Give the records again in full, exactly as written.

------------

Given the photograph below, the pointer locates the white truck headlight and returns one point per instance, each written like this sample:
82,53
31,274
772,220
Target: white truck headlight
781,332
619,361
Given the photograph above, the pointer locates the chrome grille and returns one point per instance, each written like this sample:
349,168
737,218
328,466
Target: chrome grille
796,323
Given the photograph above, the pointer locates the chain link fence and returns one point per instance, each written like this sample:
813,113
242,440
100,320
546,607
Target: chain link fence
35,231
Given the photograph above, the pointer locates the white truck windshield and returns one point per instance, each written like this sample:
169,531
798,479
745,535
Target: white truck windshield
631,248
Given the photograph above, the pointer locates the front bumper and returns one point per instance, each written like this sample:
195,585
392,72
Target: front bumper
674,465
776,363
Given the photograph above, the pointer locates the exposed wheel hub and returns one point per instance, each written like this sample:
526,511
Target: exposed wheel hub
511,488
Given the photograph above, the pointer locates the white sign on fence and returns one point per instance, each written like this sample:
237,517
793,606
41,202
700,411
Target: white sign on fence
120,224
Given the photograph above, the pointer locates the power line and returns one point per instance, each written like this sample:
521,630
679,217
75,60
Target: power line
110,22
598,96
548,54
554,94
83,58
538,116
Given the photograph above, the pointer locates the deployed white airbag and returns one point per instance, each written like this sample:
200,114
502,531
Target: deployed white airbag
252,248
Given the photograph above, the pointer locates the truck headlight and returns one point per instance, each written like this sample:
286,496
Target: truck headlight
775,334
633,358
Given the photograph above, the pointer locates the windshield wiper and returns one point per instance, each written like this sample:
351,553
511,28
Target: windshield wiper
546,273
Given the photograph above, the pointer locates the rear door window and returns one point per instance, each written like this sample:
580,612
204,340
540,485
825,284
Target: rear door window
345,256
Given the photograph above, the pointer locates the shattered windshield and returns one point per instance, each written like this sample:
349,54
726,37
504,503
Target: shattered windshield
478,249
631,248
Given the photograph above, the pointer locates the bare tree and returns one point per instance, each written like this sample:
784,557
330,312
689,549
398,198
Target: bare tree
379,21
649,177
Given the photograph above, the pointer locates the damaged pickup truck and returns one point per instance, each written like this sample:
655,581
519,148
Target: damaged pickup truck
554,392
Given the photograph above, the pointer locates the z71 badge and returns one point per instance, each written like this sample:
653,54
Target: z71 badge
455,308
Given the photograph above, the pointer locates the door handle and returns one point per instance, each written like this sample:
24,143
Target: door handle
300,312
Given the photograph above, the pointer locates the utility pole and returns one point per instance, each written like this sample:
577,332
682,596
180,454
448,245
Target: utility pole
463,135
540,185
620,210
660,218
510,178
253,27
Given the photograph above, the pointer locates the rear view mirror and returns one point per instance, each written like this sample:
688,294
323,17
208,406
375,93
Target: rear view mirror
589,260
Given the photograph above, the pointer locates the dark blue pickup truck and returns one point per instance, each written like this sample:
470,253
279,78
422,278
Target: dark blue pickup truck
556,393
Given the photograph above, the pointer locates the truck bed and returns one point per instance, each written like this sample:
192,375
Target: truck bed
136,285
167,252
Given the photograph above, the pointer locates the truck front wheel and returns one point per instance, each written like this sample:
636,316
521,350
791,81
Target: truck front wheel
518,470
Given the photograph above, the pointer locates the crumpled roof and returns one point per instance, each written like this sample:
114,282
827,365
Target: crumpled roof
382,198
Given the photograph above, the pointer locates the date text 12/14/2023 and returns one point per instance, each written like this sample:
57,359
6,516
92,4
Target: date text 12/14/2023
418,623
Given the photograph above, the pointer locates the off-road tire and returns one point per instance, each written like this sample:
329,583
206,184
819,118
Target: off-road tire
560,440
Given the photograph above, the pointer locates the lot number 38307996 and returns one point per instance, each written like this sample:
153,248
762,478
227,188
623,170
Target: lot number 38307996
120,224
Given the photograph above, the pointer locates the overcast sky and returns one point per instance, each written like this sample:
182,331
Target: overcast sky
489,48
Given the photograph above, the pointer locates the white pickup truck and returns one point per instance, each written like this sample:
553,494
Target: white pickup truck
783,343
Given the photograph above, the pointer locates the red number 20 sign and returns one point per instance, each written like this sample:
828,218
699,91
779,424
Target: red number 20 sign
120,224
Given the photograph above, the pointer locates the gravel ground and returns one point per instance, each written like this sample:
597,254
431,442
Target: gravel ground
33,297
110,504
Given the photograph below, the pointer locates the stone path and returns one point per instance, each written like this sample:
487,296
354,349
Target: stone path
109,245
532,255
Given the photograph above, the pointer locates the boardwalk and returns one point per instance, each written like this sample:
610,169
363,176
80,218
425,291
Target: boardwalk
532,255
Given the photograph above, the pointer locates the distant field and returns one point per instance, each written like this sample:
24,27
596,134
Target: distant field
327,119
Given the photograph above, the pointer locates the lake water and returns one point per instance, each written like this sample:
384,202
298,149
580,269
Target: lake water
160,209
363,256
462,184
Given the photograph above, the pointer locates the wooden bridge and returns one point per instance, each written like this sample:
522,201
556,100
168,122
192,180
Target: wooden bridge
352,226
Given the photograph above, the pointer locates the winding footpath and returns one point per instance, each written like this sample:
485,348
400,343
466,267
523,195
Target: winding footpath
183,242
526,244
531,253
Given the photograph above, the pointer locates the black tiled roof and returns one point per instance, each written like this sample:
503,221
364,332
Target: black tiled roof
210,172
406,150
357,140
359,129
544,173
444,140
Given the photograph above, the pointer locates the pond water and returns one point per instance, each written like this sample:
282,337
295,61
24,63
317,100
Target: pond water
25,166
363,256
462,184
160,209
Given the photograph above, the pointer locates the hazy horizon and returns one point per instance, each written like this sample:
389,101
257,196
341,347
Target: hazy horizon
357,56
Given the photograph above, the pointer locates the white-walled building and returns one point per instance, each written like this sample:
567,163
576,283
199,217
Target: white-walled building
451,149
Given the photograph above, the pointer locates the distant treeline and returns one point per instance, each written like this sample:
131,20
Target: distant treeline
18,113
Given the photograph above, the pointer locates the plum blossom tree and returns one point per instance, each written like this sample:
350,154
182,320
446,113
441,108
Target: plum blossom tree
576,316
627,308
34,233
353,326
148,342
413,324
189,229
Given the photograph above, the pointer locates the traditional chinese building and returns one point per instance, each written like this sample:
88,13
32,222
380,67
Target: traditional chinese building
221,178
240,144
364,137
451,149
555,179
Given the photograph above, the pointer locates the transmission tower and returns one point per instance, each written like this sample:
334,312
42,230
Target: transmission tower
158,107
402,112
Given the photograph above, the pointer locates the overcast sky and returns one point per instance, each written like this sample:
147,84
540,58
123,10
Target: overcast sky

------------

EXERCISE OUTPUT:
Given the photograph below, the pointer locates the white truck headlight and returns one point per instance, each written like this sample:
82,53
31,274
772,220
Target: white truck headlight
781,332
619,361
Given the photograph above, the pointer locates the chrome grille and returns one point per instance, each written like this sample:
349,168
737,218
328,466
Target: chrome grille
796,323
Given the photograph above, the pointer locates the chain link fence and returns one point per instance, each written like this sample:
813,113
242,440
100,320
546,607
Target: chain link fence
35,231
Given the photograph above, the pointer locates the white truck windshield and returns one point per instance, each written like this sample:
169,531
798,479
745,535
Target: white truck windshield
631,248
Given the photograph above, the pointer locates the front bumper and returns one point per instance, each written like this sample:
195,585
392,72
Target: front bumper
674,465
776,363
Given the photograph above, the pointer locates the exposed wheel hub and returns one point per instance, each written like this sample:
526,511
Target: exposed wheel hub
511,488
Given the photograph above, the pointer locates the white sign on fence and returns one point per instance, each written like this sample:
237,517
793,606
41,202
700,411
Target: white sign on fence
120,224
Given the photograph above, the pointer locates the power line and returns one point per instance, each written like this sample:
521,630
679,217
75,60
Target: power line
110,22
598,96
548,54
554,94
83,58
538,116
Given the photograph above, the pointer locates the deployed white airbag and returns one point per instance, each written like this sample:
200,114
502,531
Target: deployed white airbag
252,248
Given the photograph above, the pointer locates the truck headlight and returns one point per instance, each written like this sample:
286,496
Target: truck headlight
775,334
633,358
Given the photograph above, the pointer locates the windshield wiper and returns one point per instance, each written like this sample:
351,553
511,28
Target: windshield wiper
546,273
Given the photograph above, the pointer locates the rear door window and returns one point per instance, each written like this sample:
580,612
204,340
540,485
825,284
Target: rear door window
345,256
Given the photograph above, the pointer locates the shattered windshield and returns one point per instance, each written like this sample:
349,54
726,37
504,503
Target: shattered windshield
478,249
631,248
Given the photograph above, the pointer locates the bare tree and returns one point per instance, each written like this sample:
784,557
330,312
689,549
398,198
Target: bare tree
379,21
649,177
Given the photograph above, the pointer locates the damaged pickup truck and returns one point per instance, each written like this sample:
655,581
519,148
Target: damaged pickup truck
554,392
Given the photograph above, the pointer locates the z71 badge and returns one point per instance, each written like this sample:
653,54
Target: z71 badge
455,308
Given the photograph above, the pointer locates the door handle and returns one point per instance, each written like this sample:
24,143
Target: door handle
300,312
Given the photograph above, the pointer locates the utility pole and returns one point per instance, each written like this sample:
577,332
682,596
180,454
448,245
Target: utility pole
463,135
540,185
620,210
660,218
510,178
253,27
Given the photograph above, the pointer locates the rear view mirror and returns one point per instance, each written like this sample:
688,294
323,17
208,406
375,93
Target: rear view mirror
589,260
Given the photograph above, the pointer locates the dark blue pickup truck and returns one point per instance, each written like this sample:
470,253
279,78
422,278
Target: dark blue pickup truck
556,393
Given the photograph above, the pointer locates the truck bed and returns one point per instance, each written like this sample:
192,375
Target: truck bed
136,285
167,252
Given the photograph above, the pointer locates the truck front wheel and returns one point per instance, each written like this sample:
636,316
521,350
791,81
Target: truck front wheel
518,470
Given the photograph above, the pointer locates the crumpled roof and returns one point per instance, each written like this sample:
114,282
827,365
Target: crumpled roof
382,198
Given the photograph above, the pointer locates the date text 12/14/2023 and returns one point per instance, each written like this sample:
57,359
6,516
92,4
Target: date text 12/14/2023
418,623
Given the photograph above, the pointer locates the off-road tire and returns one point per instance, each written like this sample:
329,583
206,184
819,118
Target: off-road tire
560,440
Given the photograph above, the pointer locates the lot number 38307996 and returns one point per instance, each written like this sample:
153,248
762,478
227,188
623,170
Target: lot number 38307996
120,224
Given the photograph above, the pointer locates the overcast sky and returns one point per instance, each written like this sample:
182,331
Target: overcast sky
489,48
Given the photograph above, the pointer locates the white pickup truck and returns one point per instance, each written like this sample:
553,494
Target: white pickup truck
783,343
Given the photograph above, the pointer locates the red number 20 sign and returns one point per instance, each written like this sample:
828,218
699,91
779,424
Target: red number 20 sign
120,224
Given the photograph above, the pointer locates the gravel ground and returns one point per instance, each written like this sample:
597,254
431,442
Target: gravel ground
33,297
110,504
Given the photograph below, the pointer locates the stone path and returns one point per instance, each written like this sample:
487,296
354,349
Target: stone path
109,245
532,255
Given the photograph above, the pointer locates the boardwalk and returns one point per instance, each written like this sample:
610,169
363,176
80,218
425,291
Target: boardwalk
532,255
Given the photograph above, the pointer locates the distant field and returns one point per instance, each written like this sample:
24,27
596,134
Target: distant field
327,119
Given the photograph above, the pointer locates the lake water and returns one point per instance, each written like this sample:
384,202
298,149
580,269
Target: lake water
160,209
363,256
462,184
Given the photograph above, the pointer locates the wooden bridge and returns one point per instance, each written like this sample:
522,201
556,100
168,122
192,180
Target: wooden bridge
352,226
Given the photograph above, the pointer locates the winding footpath and returns one point per instance, each written like this sample:
485,348
400,343
466,267
523,195
Target: winding footpath
183,242
526,244
531,253
Given the photograph above, the pointer locates the black tiled roof and returns one point per instance, each written like this sample:
503,221
364,332
Target: black tiled roof
210,172
406,150
357,140
359,129
544,173
444,140
Given the photograph above, the pointer locates the pond water and returns one point per instance, each written like this sample:
282,337
295,61
24,63
317,100
Target: pond water
25,166
363,256
462,184
160,209
Given the photograph above, the pointer locates the hazy horizon and returns one point per instance, each written like this sample:
389,101
257,196
341,347
Target: hazy horizon
357,56
Given the photograph above, the pointer locates the white-walled building and returns one point per instance, each written like this sample:
567,163
576,283
199,217
Target: white-walled building
451,149
Given the photograph above, the pointer locates the distant treeline and returns one point per instance, each written like this sample:
131,20
Target: distant treeline
18,113
Given the photograph above, the pointer locates the plum blossom tree and returns one point per instance, each written like this sample:
350,154
182,320
446,113
441,108
Target: plum blossom tree
576,316
627,308
34,233
353,326
148,342
413,324
189,229
Given the photograph above, the pointer locates the traditional chinese building and returns one point per instance, each written like this sample:
88,13
32,222
380,67
Target: traditional chinese building
221,178
240,144
364,137
451,149
555,179
Given the photograph above, the pointer locates the transmission tower and returns one point per instance, each written like this sample:
334,312
42,230
Target: transmission tower
158,107
402,112
Given the photograph above, the pointer locates the overcast sky and returns one point per instance, each written like this sample:
147,84
540,58
123,10
Target: overcast sky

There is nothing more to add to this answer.